• **REQUEST**:
Your task is to transcribe the data in full.

• **EXTRACTED ENTRIES**:
----------------------------------------
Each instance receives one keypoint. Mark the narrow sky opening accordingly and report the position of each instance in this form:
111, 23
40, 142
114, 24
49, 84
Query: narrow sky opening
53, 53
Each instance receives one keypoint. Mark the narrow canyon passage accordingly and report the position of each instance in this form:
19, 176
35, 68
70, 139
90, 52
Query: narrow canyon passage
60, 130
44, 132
----------------------------------------
• **ANSWER BELOW**:
Each instance receives one keypoint. Mark the narrow sky opening accordingly and report the position of each instance in this form:
111, 23
40, 142
114, 24
49, 84
Query: narrow sky opening
53, 53
Each instance receives one keypoint. Mark the narrow canyon passage accordingly and report the position of each instance in this form:
19, 176
35, 68
70, 139
90, 52
Query: narrow canyon passage
60, 130
44, 132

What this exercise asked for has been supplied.